(Saved data entries)
- - - - -

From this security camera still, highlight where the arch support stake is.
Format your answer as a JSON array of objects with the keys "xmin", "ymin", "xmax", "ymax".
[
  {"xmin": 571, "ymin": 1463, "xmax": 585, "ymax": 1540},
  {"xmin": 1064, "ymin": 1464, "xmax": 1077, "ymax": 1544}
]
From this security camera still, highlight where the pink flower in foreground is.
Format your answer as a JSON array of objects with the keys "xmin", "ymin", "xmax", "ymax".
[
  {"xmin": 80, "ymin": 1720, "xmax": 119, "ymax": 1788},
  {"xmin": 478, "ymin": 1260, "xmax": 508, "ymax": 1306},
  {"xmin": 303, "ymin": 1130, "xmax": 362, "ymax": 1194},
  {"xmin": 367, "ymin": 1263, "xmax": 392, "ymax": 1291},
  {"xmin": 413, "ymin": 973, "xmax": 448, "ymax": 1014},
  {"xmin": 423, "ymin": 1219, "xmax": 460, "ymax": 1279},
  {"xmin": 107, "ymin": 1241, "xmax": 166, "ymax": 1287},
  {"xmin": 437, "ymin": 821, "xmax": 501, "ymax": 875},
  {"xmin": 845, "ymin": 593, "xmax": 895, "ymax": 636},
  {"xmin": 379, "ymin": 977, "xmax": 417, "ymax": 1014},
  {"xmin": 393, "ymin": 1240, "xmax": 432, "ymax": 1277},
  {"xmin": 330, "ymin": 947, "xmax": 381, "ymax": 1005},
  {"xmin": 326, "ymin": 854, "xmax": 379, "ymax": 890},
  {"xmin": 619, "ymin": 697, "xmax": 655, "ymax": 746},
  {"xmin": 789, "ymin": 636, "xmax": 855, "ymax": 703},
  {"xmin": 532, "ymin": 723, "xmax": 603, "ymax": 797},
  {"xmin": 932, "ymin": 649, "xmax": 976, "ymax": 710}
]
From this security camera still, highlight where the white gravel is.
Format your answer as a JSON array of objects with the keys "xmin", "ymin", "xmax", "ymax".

- - - - -

What you need to do: Exact repetition of every record is required.

Response:
From this security camera still, highlight where the arch support stake is.
Format your answer as a JSON array of objects with the keys "xmin", "ymin", "xmax", "ymax".
[
  {"xmin": 571, "ymin": 1463, "xmax": 585, "ymax": 1540},
  {"xmin": 1064, "ymin": 1464, "xmax": 1077, "ymax": 1544}
]
From this security camera still, highlight where the pink flower in foreground is.
Format your answer as a JSON array of objects with the keys "xmin", "ymin", "xmax", "ymax".
[
  {"xmin": 80, "ymin": 1720, "xmax": 119, "ymax": 1788},
  {"xmin": 478, "ymin": 1260, "xmax": 508, "ymax": 1306},
  {"xmin": 303, "ymin": 1130, "xmax": 362, "ymax": 1194},
  {"xmin": 367, "ymin": 1263, "xmax": 392, "ymax": 1291},
  {"xmin": 413, "ymin": 973, "xmax": 448, "ymax": 1014},
  {"xmin": 423, "ymin": 1219, "xmax": 460, "ymax": 1279},
  {"xmin": 107, "ymin": 1241, "xmax": 166, "ymax": 1287},
  {"xmin": 437, "ymin": 821, "xmax": 501, "ymax": 875},
  {"xmin": 845, "ymin": 593, "xmax": 895, "ymax": 636},
  {"xmin": 379, "ymin": 977, "xmax": 417, "ymax": 1014},
  {"xmin": 393, "ymin": 1240, "xmax": 432, "ymax": 1277},
  {"xmin": 330, "ymin": 947, "xmax": 381, "ymax": 1005},
  {"xmin": 326, "ymin": 854, "xmax": 379, "ymax": 890},
  {"xmin": 619, "ymin": 697, "xmax": 655, "ymax": 746},
  {"xmin": 789, "ymin": 636, "xmax": 855, "ymax": 703},
  {"xmin": 532, "ymin": 723, "xmax": 603, "ymax": 797},
  {"xmin": 932, "ymin": 649, "xmax": 976, "ymax": 710}
]
From this security camera still, highlight where the white gravel is.
Format your answer as a JSON array of objects with the keys "xmin", "ymin", "xmax", "ymax".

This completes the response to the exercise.